▶ **Page**
------------------------

You're better off doing deals here since everyone will have a join date and feedback rating associated with their account. People with no feedback,  no TBT contribution outside of Nook's Cranny, and recently created accounts can be potential red flags.


----------



## voltairenism (May 4, 2020)

Oh gosh, i'm sorry this happened! When he said he had a friend, I already knew where this was heading. It's clever of them, but also very sad. I am glad that this game has so many options to prevent scammers! Props to your quick-thinking!


----------



## Lavulin98 (May 4, 2020)

JKDOS said:


> You're better off doing deals here since everyone will have a join date and feedback rating associated with their account. People with no feedback,  no TBT contribution outside of Nook's Cranny, and recently created accounts can be potential red flags.



Welp, I'm already wasting my 86 ntms island hoping like a drunk in a bar out of spite. so no money left. ;( But I do agree this forum is safer!


----------



## Solio (May 4, 2020)

Why does such a wholesome game like Animal Crossing attract that kind of people? Man... This is why we cant have nice things...


----------



## xMartin (May 4, 2020)

I'm new to AC, just so I know if it happens... what's the best way to stop a scammer. Power down the Switch?


----------



## Eirrinn (May 4, 2020)

I had nearly the same thing happen to me with pierce on nookazon. They ended the session tho and I was too scared to accidental screw over my save file by exiting out so now I’m out of 30nmt lol
I’ve had nothing but good experiences from people in here and Facebook tho


----------



## Asarena (May 4, 2020)

Sholee said:


> I've never checked but is there a way to tell if there are other people on the island? In case someone leads me to believe it's just us two?



I believe you could check the passports of the people on the island using the - button in order to tell.


----------



## sigh (May 4, 2020)

sorry this happened. :/ from what it sounds like, judy may have not even been in boxes to begin with and they just straight up lied about it - you handled it well, i would've done the same thing had i realized it was a scam. i say next time you should ask for proof of judy in boxes with the player saying their username in the picture beside her or something, that's what i'd do anyway


----------



## fallenchaoskitten (May 4, 2020)

Sholee said:


> I've never checked but is there a way to tell if there are other people on the island? In case someone leads me to believe it's just us two?


If you press the "-" you should be able to see everyone's passports that is on the island


----------



## Munyo (May 4, 2020)

Oof, I misread your thread title and thought you got scammed! People from the ACNH discord are high levels of shady. Honestly, The Bell Tree Forums is like a ray of sun compared to that server. People here generally trust each other and are pretty generous with giveaways.


----------



## Lavulin98 (May 4, 2020)

Sulky said:


> sorry this happened. :/ from what it sounds like, judy may have not even been in boxes to begin with and they just straight up lied about it - you handled it well, i would've done the same thing had i realized it was a scam. i say next time you should ask for proof of judy in boxes with the player saying their username in the picture beside her or something, that's what i'd do anyway



they did sent me a photo with Judy in boxes and their discord id! thats why I was so shocked why they are doing this! they indeed had Judy in boxes. but if this was a true trade, the second time his friend wouldn't have came back, or in the first time, the friend would have waited until I spoke to Judy to leave, since I told him to wait.

------------------------

▶ **Listing**

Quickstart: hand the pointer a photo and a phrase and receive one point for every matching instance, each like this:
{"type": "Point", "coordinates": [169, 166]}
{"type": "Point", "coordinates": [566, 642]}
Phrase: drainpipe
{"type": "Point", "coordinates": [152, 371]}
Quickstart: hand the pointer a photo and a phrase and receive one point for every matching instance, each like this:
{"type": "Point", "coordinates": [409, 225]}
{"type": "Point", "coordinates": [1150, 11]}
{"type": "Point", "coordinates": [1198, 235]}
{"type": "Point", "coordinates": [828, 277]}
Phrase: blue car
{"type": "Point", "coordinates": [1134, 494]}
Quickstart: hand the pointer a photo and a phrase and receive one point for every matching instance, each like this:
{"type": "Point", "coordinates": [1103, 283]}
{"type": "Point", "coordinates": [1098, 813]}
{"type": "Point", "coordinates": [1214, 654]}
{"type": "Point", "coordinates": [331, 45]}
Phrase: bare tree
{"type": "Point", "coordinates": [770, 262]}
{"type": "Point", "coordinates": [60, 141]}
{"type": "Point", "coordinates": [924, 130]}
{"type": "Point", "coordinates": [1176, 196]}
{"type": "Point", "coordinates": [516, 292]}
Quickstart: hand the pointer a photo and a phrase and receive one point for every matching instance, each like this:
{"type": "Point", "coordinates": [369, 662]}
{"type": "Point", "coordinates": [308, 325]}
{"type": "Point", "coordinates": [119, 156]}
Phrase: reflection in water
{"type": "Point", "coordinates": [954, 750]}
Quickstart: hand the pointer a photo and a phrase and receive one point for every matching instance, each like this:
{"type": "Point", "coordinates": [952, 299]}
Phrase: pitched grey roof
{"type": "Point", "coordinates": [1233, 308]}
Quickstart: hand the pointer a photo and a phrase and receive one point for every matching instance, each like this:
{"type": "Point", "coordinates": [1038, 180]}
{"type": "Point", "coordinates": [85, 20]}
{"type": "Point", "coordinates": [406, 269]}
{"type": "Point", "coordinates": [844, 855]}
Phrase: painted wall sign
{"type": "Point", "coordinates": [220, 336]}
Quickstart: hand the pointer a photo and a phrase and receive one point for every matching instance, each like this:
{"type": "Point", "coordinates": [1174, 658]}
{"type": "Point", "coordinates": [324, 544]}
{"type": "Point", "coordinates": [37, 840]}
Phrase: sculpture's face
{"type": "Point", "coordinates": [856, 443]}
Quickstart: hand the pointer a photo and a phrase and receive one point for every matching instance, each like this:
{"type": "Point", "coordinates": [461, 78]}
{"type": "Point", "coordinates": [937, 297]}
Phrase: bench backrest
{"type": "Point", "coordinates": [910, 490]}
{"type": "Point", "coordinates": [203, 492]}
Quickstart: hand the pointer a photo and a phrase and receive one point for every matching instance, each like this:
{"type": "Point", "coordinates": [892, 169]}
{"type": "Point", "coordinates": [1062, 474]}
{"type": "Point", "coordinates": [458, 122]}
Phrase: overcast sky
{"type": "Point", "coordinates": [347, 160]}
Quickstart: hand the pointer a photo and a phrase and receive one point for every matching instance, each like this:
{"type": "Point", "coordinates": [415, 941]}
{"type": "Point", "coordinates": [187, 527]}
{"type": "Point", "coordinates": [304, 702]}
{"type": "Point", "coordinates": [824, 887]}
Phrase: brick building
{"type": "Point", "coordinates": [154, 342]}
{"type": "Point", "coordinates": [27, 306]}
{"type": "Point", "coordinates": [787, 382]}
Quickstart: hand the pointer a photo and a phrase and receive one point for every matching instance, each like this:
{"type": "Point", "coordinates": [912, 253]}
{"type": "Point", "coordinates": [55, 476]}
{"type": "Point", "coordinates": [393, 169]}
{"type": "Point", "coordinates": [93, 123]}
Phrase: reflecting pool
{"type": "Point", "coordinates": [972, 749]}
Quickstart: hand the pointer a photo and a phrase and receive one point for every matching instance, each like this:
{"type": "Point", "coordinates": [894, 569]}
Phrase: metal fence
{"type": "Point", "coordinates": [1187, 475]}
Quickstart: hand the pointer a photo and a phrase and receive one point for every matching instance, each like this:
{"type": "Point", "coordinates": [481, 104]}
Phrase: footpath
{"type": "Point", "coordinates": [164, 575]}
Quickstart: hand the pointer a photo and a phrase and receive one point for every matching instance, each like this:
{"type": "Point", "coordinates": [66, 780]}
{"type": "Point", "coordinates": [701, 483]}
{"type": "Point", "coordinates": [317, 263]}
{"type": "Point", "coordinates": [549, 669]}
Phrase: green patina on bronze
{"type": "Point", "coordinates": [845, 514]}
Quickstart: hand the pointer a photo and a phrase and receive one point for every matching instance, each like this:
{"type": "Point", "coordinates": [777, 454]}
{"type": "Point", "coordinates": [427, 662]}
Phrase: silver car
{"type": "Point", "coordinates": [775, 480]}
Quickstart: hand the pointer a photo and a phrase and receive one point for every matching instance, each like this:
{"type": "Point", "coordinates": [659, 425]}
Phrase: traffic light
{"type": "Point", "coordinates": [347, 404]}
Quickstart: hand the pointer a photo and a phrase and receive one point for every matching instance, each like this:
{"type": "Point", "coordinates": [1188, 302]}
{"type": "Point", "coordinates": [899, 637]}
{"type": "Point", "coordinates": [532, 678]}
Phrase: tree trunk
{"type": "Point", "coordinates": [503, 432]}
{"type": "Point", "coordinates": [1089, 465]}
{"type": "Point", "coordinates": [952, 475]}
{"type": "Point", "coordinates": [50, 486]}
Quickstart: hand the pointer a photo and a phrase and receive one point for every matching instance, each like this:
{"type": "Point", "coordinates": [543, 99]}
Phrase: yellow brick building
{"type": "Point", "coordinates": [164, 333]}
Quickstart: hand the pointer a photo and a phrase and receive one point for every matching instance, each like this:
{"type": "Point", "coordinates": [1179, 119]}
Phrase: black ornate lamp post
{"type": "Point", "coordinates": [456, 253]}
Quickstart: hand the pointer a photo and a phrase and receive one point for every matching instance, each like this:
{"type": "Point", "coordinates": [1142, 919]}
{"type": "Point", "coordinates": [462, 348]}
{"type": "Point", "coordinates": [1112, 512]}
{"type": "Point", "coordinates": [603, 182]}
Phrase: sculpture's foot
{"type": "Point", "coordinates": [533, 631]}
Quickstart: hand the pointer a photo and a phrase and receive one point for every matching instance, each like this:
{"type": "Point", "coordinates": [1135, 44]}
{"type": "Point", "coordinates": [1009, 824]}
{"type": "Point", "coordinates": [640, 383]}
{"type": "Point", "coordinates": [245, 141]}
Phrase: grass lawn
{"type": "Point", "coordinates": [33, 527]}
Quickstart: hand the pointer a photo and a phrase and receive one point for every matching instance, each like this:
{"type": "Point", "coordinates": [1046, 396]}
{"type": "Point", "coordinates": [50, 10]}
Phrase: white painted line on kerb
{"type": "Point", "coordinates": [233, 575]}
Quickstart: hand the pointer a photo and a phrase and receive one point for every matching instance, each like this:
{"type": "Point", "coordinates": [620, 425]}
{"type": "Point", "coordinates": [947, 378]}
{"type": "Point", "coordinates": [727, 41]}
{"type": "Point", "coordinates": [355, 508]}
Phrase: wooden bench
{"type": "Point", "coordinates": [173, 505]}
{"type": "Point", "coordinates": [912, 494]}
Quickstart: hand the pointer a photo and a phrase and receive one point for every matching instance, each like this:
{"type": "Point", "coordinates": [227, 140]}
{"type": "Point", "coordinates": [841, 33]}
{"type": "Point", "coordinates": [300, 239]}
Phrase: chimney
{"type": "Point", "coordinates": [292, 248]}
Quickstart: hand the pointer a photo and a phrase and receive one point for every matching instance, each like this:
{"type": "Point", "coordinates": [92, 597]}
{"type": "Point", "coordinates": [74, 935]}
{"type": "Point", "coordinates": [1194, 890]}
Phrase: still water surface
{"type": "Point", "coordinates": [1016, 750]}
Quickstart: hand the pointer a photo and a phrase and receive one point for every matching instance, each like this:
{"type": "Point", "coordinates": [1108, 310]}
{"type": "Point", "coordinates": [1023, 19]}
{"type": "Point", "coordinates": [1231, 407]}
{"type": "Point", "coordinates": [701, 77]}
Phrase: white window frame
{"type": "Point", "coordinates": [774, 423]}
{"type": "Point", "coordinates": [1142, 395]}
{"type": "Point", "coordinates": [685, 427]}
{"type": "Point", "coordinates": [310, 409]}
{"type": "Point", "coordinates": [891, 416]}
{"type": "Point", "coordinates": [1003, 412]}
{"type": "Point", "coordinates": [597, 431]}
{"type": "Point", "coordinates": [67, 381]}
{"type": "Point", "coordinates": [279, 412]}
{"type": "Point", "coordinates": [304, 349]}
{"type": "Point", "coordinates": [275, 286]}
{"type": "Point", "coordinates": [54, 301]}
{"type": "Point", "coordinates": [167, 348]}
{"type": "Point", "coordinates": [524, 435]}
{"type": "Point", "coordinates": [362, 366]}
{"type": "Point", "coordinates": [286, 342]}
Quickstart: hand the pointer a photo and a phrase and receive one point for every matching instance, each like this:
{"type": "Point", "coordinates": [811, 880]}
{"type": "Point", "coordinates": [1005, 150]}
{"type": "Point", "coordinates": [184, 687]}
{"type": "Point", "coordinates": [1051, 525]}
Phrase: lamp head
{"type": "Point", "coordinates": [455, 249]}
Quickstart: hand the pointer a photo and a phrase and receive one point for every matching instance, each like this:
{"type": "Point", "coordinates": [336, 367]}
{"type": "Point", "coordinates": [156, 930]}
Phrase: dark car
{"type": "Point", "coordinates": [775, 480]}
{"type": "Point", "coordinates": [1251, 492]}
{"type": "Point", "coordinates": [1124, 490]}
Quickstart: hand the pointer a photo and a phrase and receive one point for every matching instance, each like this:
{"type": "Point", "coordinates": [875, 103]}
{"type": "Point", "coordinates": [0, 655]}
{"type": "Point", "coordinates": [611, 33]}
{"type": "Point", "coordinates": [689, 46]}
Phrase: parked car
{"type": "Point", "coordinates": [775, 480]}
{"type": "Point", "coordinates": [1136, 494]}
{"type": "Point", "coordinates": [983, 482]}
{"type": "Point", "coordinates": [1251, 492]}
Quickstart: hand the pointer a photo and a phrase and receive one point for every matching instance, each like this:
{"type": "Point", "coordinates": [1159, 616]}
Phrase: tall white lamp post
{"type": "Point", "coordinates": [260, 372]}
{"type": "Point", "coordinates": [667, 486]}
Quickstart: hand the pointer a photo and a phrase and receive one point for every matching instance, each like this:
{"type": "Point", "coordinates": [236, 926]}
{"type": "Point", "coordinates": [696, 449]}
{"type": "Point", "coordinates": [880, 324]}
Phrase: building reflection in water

------------------------

▶ **Exercise tasks**
a) Copy the scam thread from "Welp, I'm already" through "have nice things...", swapping "forum" out for "site".
b) In the scam thread, which button does Asarena say you can use to check the passports of the people on the island?

▶ **Task results**
a)
Welp, I'm already wasting my 86 ntms island hoping like a drunk in a bar out of spite. so no money left. ;( But I do agree this site is safer!


----------



## Solio (May 4, 2020)

Why does such a wholesome game like Animal Crossing attract that kind of people? Man... This is why we cant have nice things...

b) The - button.